- _Extracted material_

==================================================

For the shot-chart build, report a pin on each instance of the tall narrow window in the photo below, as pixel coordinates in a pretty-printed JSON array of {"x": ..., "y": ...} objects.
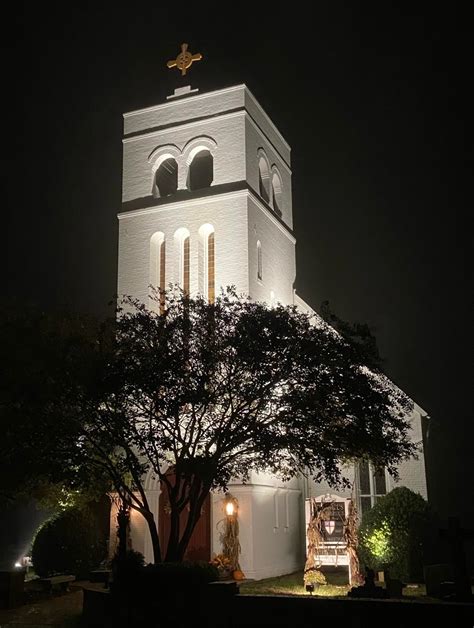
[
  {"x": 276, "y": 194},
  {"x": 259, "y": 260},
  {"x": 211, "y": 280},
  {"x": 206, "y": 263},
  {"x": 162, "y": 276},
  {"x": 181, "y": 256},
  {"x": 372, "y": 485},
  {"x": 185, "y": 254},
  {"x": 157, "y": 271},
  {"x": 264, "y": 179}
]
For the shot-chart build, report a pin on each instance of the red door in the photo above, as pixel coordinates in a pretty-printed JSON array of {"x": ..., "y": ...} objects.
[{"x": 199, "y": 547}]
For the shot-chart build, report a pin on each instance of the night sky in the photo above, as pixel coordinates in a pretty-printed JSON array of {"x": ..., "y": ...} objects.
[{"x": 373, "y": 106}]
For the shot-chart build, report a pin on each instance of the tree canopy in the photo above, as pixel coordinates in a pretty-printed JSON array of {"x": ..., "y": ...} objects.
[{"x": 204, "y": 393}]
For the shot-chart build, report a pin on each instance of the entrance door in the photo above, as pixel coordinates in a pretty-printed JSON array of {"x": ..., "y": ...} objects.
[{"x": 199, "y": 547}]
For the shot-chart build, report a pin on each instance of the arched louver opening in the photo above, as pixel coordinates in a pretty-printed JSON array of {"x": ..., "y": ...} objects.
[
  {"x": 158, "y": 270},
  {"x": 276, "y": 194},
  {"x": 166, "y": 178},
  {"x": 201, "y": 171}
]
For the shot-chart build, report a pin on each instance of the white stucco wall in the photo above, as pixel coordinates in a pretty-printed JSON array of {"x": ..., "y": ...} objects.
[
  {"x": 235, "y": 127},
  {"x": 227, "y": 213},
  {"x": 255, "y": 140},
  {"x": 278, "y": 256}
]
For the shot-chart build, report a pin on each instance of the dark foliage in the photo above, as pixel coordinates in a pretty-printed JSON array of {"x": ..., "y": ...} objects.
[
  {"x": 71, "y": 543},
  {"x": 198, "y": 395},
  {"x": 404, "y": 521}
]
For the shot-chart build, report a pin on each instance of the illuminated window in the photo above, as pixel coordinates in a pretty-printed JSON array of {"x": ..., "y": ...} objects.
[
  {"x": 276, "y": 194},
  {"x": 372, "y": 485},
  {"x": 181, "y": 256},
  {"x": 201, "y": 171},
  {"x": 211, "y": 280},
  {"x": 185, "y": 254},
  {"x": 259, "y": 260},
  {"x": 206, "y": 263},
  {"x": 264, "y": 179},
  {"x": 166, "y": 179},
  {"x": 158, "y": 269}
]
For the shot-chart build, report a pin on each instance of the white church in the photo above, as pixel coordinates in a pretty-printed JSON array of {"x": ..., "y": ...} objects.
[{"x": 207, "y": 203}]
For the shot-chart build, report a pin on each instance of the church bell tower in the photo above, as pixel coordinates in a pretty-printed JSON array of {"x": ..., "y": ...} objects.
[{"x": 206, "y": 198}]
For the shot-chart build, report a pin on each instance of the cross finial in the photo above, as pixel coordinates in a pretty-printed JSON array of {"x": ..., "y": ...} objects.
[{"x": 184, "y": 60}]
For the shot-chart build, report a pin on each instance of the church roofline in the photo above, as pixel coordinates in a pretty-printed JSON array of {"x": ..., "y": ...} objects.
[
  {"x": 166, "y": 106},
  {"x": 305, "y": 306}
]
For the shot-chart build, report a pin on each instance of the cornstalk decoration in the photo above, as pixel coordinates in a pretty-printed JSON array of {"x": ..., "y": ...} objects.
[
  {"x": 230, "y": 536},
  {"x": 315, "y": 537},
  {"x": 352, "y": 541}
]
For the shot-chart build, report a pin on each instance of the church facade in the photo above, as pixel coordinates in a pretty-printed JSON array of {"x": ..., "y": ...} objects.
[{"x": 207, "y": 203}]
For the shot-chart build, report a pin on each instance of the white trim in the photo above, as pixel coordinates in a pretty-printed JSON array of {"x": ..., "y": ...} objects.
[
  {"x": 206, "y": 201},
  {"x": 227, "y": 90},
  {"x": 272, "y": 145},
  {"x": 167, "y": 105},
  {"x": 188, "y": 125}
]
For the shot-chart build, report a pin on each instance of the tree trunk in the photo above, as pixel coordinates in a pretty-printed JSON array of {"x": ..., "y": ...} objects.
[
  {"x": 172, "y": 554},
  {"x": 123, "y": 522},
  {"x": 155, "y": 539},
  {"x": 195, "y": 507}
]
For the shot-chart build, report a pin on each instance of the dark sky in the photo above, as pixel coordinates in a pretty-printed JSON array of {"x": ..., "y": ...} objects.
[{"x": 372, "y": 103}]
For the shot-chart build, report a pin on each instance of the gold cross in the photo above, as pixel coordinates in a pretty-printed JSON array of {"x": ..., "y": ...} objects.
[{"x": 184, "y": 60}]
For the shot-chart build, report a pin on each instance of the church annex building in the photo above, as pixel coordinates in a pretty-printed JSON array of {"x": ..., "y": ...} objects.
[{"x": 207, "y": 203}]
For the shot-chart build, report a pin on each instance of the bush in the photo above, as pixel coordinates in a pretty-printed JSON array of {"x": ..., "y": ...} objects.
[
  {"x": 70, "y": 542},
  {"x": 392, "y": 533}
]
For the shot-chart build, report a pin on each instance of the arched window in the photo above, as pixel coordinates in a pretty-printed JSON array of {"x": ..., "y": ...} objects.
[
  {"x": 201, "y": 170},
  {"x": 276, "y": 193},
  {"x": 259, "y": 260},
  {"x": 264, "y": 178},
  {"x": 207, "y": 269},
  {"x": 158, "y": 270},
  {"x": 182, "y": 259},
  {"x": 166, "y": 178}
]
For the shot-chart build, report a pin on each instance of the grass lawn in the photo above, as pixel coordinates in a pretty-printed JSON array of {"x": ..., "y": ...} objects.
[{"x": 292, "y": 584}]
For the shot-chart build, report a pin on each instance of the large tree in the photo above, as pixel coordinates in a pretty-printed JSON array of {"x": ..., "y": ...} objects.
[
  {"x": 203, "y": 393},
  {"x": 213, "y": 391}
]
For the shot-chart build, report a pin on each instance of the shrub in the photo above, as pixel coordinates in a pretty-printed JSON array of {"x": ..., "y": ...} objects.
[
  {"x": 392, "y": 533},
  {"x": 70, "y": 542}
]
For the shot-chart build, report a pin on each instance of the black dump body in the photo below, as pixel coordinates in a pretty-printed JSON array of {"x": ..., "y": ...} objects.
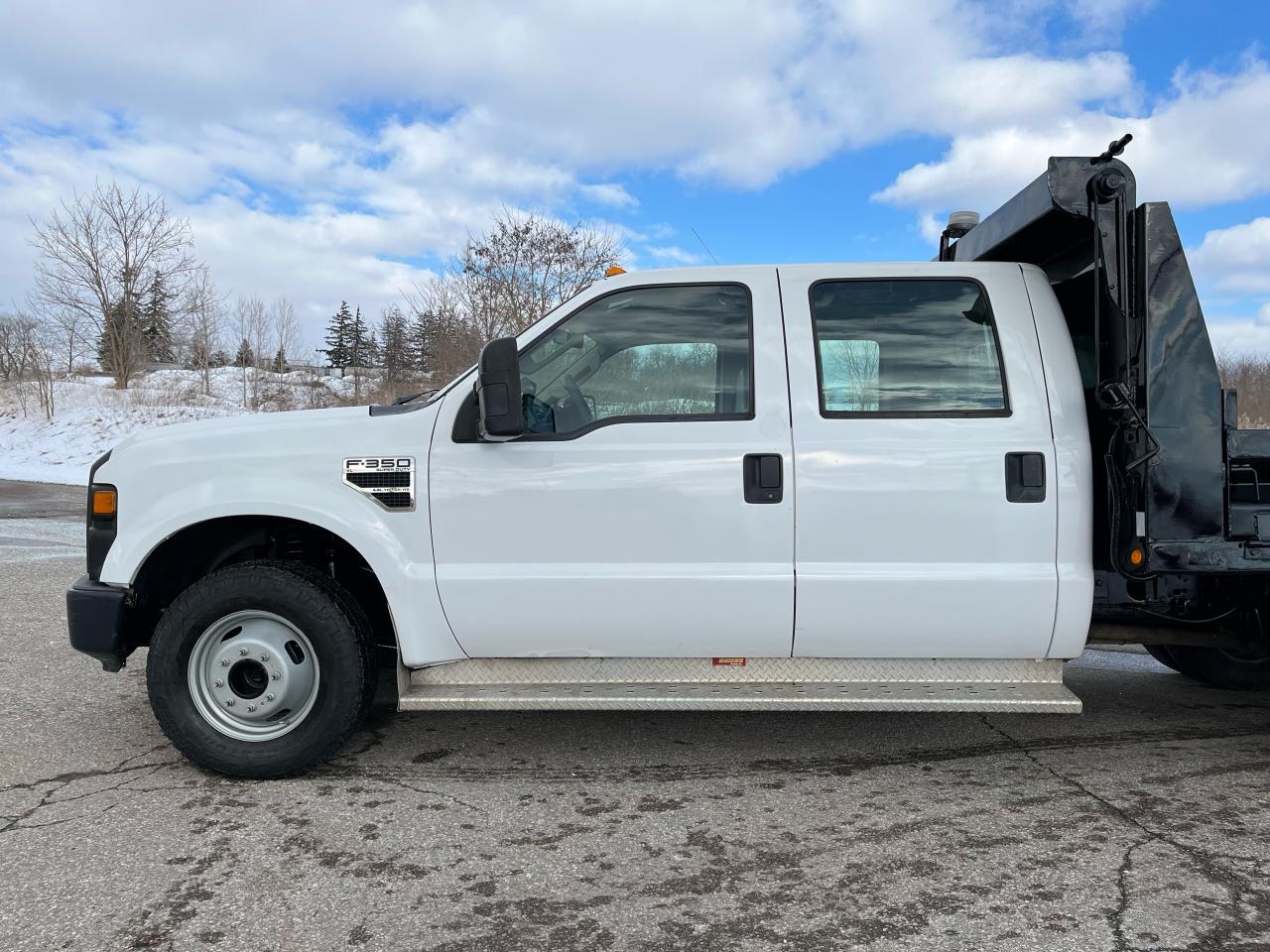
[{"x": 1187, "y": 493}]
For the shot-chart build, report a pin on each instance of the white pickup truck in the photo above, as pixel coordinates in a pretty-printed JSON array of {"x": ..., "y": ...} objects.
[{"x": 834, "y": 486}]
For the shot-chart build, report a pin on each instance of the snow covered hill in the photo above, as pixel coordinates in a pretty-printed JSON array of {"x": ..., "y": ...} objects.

==================================================

- _Work to complete_
Output the data above without changes, apart from leaving out the pictures.

- _The result_
For the shot-chart build, report a pin on each instance of the tall narrow window in the photo below, as pixel coordinates in a pretty-printed JSON array of {"x": ..., "y": ...} objects.
[
  {"x": 276, "y": 194},
  {"x": 259, "y": 260},
  {"x": 211, "y": 280},
  {"x": 206, "y": 263},
  {"x": 162, "y": 276},
  {"x": 181, "y": 256},
  {"x": 372, "y": 485},
  {"x": 185, "y": 254},
  {"x": 157, "y": 271},
  {"x": 264, "y": 179}
]
For the shot-chart build, report a pin on each instance of the red door in the photo above, as pixel coordinates in a pretty-printed JSON array of {"x": ..., "y": ...} objects.
[{"x": 199, "y": 547}]
For the shot-chart build, report a pin on each instance of the night sky in the photo above, as pixel coordinates in a pretty-printed JSON array of {"x": ..., "y": ...} objects.
[{"x": 373, "y": 106}]
For the shot-chart build, report a pin on each instance of the tree canopy in the photo above, as pixel coordinates in a pretty-printed JSON array of {"x": ..., "y": ...} objects.
[{"x": 204, "y": 393}]
For the shot-chart build, report a pin on each instance of the entrance door in the photo above, as pixel coordinates in a pretty-printed JSON array of {"x": ..., "y": ...} objects.
[{"x": 199, "y": 547}]
For the shot-chart build, report a pin on each instance of the arched louver opening in the photo above, as pixel coordinates in a pretty-printed JSON array of {"x": ..., "y": ...} objects.
[
  {"x": 158, "y": 270},
  {"x": 276, "y": 194},
  {"x": 166, "y": 178},
  {"x": 201, "y": 171}
]
For the shot-chart build, report a pin on each instance of the white stucco wall in the photo above, as pixel coordinates in a pretty-printed JSON array of {"x": ..., "y": ...} objects.
[
  {"x": 235, "y": 127},
  {"x": 227, "y": 213},
  {"x": 255, "y": 140},
  {"x": 278, "y": 256}
]
For the shot-chart build, report a pin on each instance of the dark foliage in the photo above, as pixel coordinates in a pretty-printed JSON array of {"x": ..., "y": ...} objects.
[
  {"x": 71, "y": 543},
  {"x": 198, "y": 395},
  {"x": 404, "y": 521}
]
For the shot-chart build, report a pin on each instance of the illuminated window in the photo above, as pixel coordinates in a pretty-printed JSON array of {"x": ..., "y": ...} objects.
[
  {"x": 276, "y": 194},
  {"x": 372, "y": 485},
  {"x": 181, "y": 256},
  {"x": 201, "y": 171},
  {"x": 211, "y": 280},
  {"x": 185, "y": 254},
  {"x": 259, "y": 260},
  {"x": 206, "y": 263},
  {"x": 264, "y": 179},
  {"x": 166, "y": 179},
  {"x": 158, "y": 269}
]
For the shot-chart build, report a pin on each instance of the white church in the photo above, as pixel coordinates in a pretty-printed JSON array of {"x": ..., "y": ...} objects.
[{"x": 207, "y": 203}]
For the shot-chart build, report a pin on each instance of the church bell tower in the photo above, as pixel coordinates in a pretty-printed JSON array of {"x": ..., "y": ...} objects.
[{"x": 206, "y": 198}]
For the shot-chart build, report a pin on each instance of the cross finial in the photo above, as pixel coordinates in a pretty-printed JSON array of {"x": ..., "y": ...} objects.
[{"x": 184, "y": 60}]
For the shot-chart build, report a pin on each instance of the church roofline in the photo above, as pixel coordinates in a pretty-printed JSON array of {"x": ..., "y": ...} objects.
[
  {"x": 166, "y": 106},
  {"x": 305, "y": 306}
]
For the shot-chart build, report a pin on each instance of the cornstalk decoration in the photo above, as pixel coordinates in a pretty-printed JSON array of {"x": ..., "y": ...} objects.
[
  {"x": 230, "y": 536},
  {"x": 315, "y": 537},
  {"x": 352, "y": 541}
]
For the shot-chart build, report a pin on each instance of the church facade in the photo above, as pixel coordinates in a pretty-printed JSON array of {"x": ..., "y": ...} objects.
[{"x": 207, "y": 203}]
For the shot-chart build, report a pin on each instance of the white trim in the photo above, as pixel coordinates in a pretty-printed JSON array of {"x": ..., "y": ...} objects.
[
  {"x": 206, "y": 201},
  {"x": 227, "y": 90},
  {"x": 272, "y": 145},
  {"x": 167, "y": 105},
  {"x": 188, "y": 125}
]
For the shot-chart build, report a pin on each instance of the tree trunk in the photo above, as pixel coordinates in a pretty-printed JSON array of {"x": ..., "y": ...} objects.
[
  {"x": 172, "y": 554},
  {"x": 123, "y": 522},
  {"x": 155, "y": 539},
  {"x": 195, "y": 507}
]
For the shot-chart build, report a pin on each instance of the dark sky in the photo above, as pixel coordinates in a pretty-printed JSON array of {"x": ..., "y": ...} objects.
[{"x": 372, "y": 103}]
For the shot-chart build, report a pin on each instance of the gold cross in the photo above, as pixel coordinates in a pretty-printed JSON array of {"x": ..., "y": ...} objects.
[{"x": 184, "y": 60}]
For the shot-chart build, report a pin on each instance of the church annex building in the photo above, as pixel coordinates in a pretty-printed JSON array of {"x": ..., "y": ...} objects.
[{"x": 207, "y": 203}]
For the shot-chart build, report a pin on each instance of the bush in the photo above, as pixel coordinates in a pretty-printed JSON array of {"x": ..., "y": ...} objects.
[
  {"x": 70, "y": 542},
  {"x": 392, "y": 533}
]
For the shot-chart build, report a pin on each instance of the arched window in the photo above, as pixel coordinates in a pretty-printed JSON array of {"x": ..., "y": ...} objects.
[
  {"x": 201, "y": 170},
  {"x": 276, "y": 193},
  {"x": 259, "y": 260},
  {"x": 264, "y": 178},
  {"x": 207, "y": 269},
  {"x": 158, "y": 270},
  {"x": 182, "y": 259},
  {"x": 166, "y": 178}
]
For the shot-chart build, report a pin on each instance of the grass lawn in the photo above, as pixel coordinates in a pretty-printed JSON array of {"x": ..., "y": ...} objects.
[{"x": 292, "y": 584}]
For the shot-chart build, report a pin on each instance of the large tree in the photo above, as pixel coordinates in a pretty-printed JSON array of {"x": ..., "y": ...} objects.
[
  {"x": 203, "y": 393},
  {"x": 213, "y": 391}
]
For the shot-chart build, report a pin on each instance of the shrub in the photo above, as pixel coordinates in a pretty-printed JSON array of {"x": ..., "y": ...} objects.
[
  {"x": 392, "y": 533},
  {"x": 70, "y": 542}
]
For the shot-chart build, report a pin on each instance of the black dump body in the photo below, as pixel coordinates in a pretty-printed JSON array of {"x": ..., "y": ...} objects.
[{"x": 1187, "y": 493}]
For the shot-chart build, report a pin on each instance of the white pickup truck in the photo above, as pixel coordinates in a pretty-printed JSON array of {"x": ..., "y": ...} objects.
[{"x": 834, "y": 486}]
For the shot-chart build, report a pin on each instance of the snow covered hill in the photo above, as pixel coordinates in a pretty-printed JSON array of {"x": ..., "y": ...} objects.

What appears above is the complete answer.